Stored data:
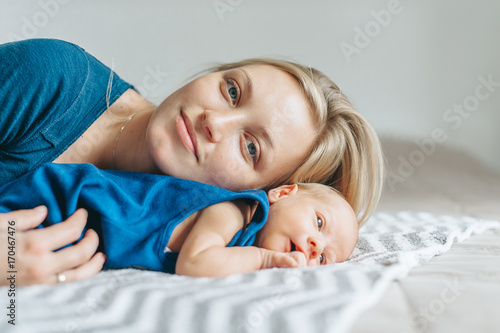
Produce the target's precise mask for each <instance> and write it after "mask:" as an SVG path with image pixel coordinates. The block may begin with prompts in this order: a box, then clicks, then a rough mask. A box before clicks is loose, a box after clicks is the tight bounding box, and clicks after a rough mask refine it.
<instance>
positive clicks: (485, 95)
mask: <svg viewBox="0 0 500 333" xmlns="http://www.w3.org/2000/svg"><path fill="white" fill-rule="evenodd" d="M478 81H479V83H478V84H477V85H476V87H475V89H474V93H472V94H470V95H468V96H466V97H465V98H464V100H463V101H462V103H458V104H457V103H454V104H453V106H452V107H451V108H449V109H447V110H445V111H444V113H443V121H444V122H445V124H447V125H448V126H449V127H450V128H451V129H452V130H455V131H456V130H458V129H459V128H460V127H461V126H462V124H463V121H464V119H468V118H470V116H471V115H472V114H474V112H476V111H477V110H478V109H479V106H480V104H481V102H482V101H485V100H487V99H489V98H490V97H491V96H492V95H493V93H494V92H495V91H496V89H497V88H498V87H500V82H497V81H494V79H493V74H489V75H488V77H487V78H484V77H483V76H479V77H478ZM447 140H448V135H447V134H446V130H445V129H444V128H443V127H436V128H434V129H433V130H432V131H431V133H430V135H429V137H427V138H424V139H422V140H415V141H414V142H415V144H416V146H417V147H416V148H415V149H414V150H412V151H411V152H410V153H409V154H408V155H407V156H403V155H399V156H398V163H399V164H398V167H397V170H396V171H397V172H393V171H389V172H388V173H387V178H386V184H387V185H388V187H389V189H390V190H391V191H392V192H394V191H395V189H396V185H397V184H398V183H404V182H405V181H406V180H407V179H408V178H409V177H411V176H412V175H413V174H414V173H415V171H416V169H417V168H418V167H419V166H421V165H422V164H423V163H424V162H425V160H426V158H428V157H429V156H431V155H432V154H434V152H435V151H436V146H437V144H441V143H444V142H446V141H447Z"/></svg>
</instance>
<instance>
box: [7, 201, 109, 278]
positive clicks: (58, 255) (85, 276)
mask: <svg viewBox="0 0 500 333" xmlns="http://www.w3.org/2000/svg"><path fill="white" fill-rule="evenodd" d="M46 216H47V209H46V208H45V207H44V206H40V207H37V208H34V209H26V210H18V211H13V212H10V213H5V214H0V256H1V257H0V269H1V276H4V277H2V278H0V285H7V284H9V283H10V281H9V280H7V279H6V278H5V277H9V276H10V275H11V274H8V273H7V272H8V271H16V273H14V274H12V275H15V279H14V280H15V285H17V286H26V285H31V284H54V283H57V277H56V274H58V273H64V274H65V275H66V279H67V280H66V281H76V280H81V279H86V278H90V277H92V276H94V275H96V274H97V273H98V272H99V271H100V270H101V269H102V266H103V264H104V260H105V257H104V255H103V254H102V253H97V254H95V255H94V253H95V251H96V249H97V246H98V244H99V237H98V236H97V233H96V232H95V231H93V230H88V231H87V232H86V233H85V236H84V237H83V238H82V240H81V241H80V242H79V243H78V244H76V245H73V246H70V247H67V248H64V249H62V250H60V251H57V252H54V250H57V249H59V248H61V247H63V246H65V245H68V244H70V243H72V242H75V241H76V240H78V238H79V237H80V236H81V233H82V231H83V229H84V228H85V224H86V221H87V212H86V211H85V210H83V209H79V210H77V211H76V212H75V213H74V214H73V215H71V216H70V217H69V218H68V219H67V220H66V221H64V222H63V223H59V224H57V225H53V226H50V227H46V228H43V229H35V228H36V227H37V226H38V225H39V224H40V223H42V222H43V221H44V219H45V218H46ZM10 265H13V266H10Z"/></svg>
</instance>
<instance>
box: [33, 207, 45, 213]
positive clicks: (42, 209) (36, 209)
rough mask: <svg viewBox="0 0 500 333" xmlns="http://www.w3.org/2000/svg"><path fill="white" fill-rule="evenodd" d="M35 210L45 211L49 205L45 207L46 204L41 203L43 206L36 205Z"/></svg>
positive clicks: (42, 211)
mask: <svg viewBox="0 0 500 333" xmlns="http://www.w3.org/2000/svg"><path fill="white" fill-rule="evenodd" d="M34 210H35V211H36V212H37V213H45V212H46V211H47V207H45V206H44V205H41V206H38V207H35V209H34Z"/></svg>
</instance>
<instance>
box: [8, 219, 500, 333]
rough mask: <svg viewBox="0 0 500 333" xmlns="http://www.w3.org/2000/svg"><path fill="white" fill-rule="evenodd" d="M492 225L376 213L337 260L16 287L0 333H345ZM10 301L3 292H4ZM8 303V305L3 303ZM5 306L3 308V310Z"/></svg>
---
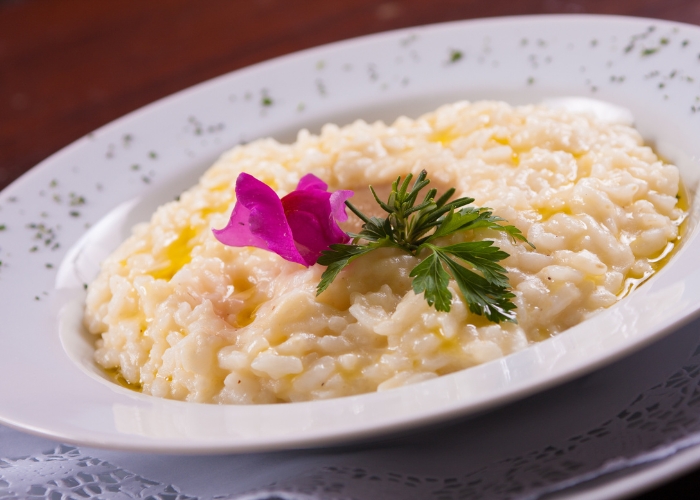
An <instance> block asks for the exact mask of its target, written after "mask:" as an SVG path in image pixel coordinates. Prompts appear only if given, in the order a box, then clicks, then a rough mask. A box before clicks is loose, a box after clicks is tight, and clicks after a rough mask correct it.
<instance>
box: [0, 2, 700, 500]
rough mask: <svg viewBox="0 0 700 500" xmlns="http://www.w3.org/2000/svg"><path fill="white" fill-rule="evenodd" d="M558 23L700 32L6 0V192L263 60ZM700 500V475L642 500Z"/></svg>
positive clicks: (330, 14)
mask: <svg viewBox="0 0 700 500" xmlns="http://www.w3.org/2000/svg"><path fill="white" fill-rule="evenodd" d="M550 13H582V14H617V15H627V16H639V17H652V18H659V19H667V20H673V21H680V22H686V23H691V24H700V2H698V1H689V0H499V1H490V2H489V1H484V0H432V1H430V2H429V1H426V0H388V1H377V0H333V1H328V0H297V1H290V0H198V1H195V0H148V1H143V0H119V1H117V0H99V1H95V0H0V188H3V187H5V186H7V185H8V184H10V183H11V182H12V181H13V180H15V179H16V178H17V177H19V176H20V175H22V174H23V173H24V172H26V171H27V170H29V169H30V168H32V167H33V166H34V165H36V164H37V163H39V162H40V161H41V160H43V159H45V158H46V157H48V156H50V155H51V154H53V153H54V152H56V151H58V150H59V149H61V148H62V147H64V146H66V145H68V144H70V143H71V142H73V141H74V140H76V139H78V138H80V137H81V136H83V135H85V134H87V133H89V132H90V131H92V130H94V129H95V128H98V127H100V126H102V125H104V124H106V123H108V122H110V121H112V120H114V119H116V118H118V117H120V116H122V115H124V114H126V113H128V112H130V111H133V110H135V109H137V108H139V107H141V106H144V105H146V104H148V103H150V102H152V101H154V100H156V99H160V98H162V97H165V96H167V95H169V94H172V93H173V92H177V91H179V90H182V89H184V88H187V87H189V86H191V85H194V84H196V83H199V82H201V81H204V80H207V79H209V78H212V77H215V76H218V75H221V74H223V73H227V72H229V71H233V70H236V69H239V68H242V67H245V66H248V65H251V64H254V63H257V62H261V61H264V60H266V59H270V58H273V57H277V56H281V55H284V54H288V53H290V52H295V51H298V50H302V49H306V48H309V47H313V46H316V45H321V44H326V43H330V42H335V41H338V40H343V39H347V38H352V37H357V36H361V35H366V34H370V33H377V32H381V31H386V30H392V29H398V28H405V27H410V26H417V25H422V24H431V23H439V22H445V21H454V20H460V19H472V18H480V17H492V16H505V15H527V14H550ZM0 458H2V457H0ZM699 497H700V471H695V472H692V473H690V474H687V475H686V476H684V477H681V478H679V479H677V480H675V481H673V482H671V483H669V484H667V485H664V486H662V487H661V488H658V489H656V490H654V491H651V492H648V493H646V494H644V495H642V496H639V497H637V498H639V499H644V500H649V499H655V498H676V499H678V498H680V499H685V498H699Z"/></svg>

WHAT YOU WILL DO:
Across the data, pull every line containing the string "coordinates".

TASK SOLUTION:
Produce the target's precise mask for each <instance> and write it after "mask:" as an SVG path with image pixel coordinates. The block may begin with prompts in this order: a box, then clicks, then a rough mask. A box before clicks is loose, a box after clicks is the tight bounding box, and clicks after a rough mask refine it.
An <instance> block asks for the exact mask of its target, written after "mask:" as an SVG path in image pixel coordinates. Prompts appear only if given, in the order a box, then clicks, then a rough mask. A box before clicks is loose, a box after clicks is tight, and clicks after a rough mask correct it.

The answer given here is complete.